╭──
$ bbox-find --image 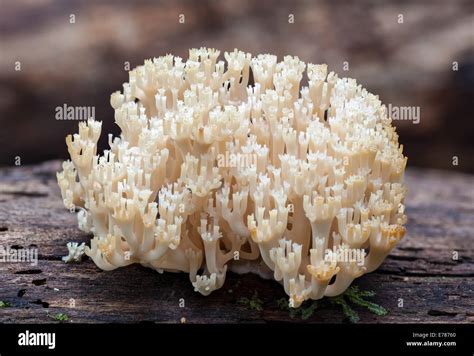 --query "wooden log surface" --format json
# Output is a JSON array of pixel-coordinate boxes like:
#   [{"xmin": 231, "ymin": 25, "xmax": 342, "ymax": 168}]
[{"xmin": 0, "ymin": 161, "xmax": 474, "ymax": 323}]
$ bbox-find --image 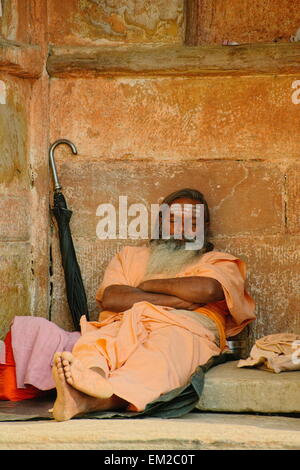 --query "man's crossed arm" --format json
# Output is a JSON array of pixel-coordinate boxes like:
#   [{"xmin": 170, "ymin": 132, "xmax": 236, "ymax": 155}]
[{"xmin": 101, "ymin": 276, "xmax": 224, "ymax": 312}]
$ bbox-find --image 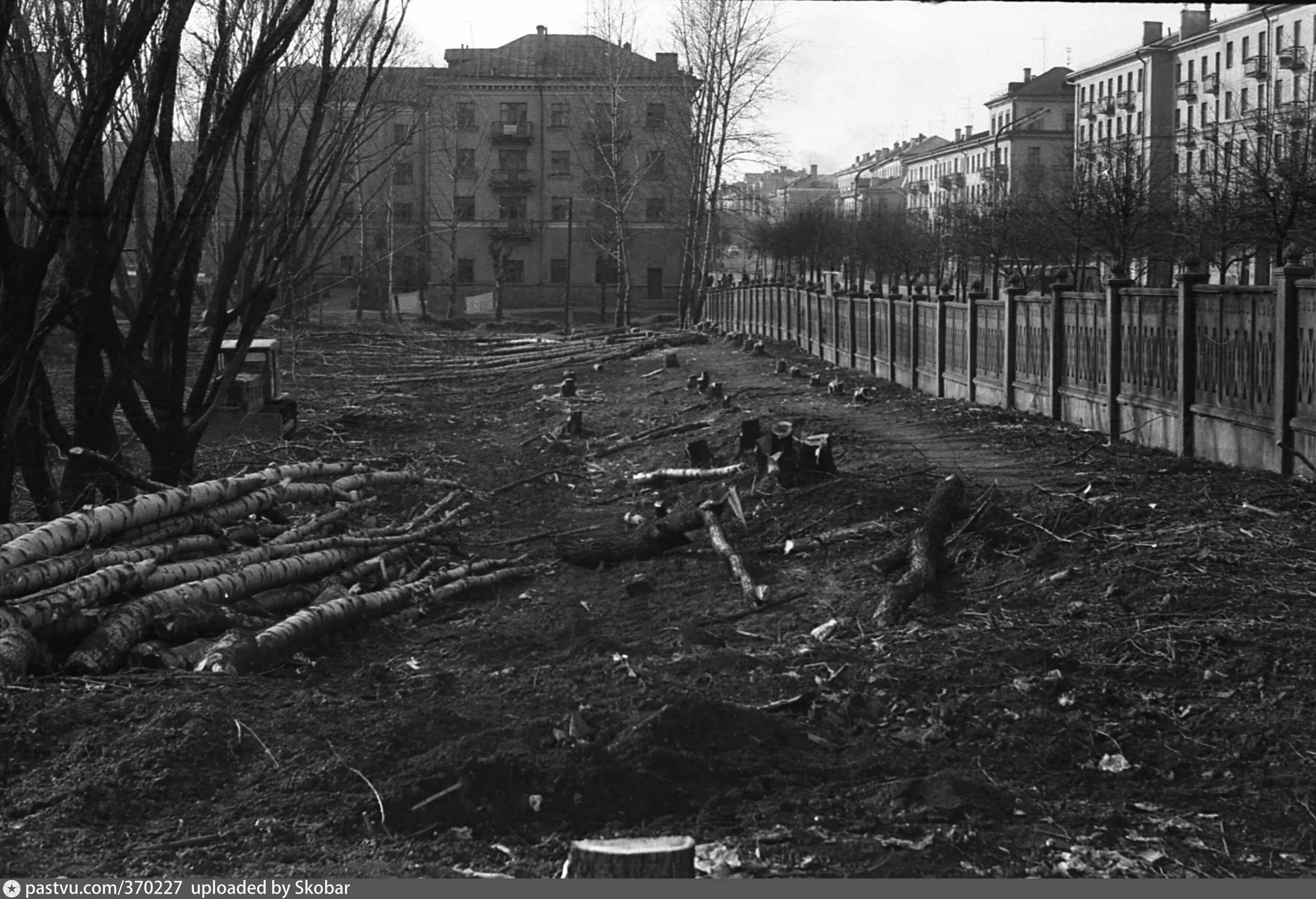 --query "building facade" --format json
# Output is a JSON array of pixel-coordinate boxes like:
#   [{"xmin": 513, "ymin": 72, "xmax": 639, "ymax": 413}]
[{"xmin": 334, "ymin": 26, "xmax": 695, "ymax": 311}]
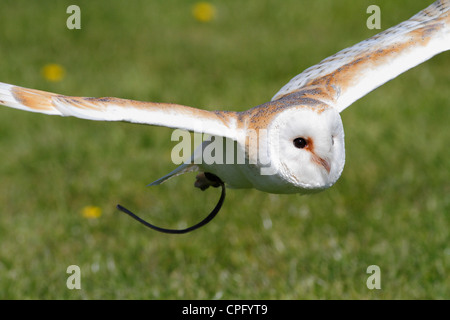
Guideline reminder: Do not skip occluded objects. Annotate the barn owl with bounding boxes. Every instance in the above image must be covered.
[0,0,450,233]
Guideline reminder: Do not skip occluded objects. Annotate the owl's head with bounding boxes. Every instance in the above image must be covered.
[255,105,345,193]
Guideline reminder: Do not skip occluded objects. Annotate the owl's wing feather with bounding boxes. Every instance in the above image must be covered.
[272,0,450,112]
[0,83,236,139]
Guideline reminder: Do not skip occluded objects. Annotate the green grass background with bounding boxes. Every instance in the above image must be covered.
[0,0,450,299]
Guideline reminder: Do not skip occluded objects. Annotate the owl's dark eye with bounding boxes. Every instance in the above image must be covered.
[293,138,308,149]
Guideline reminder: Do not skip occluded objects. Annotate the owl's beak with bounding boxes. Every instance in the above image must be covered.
[312,153,331,173]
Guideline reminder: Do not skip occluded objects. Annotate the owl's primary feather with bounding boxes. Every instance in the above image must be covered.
[272,0,450,112]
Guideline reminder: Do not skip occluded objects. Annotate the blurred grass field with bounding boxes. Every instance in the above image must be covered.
[0,0,450,299]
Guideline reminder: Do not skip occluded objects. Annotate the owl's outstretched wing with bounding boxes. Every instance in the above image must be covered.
[0,82,236,139]
[272,0,450,112]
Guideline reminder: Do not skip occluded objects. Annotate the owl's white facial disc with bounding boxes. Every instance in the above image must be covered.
[267,106,345,193]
╰──
SET TASK —
Please rewrite the rows starting with the line with "the owl's white" and going on through the end of the rows, with "facial ruff" in place of "facial disc" and everything else unchanged.

COMPLETED TASK —
Guideline reminder: Do not skip occluded objects. Annotate the owl's white facial ruff with bounding boxes. Every instance in the above image must be covered.
[267,106,345,193]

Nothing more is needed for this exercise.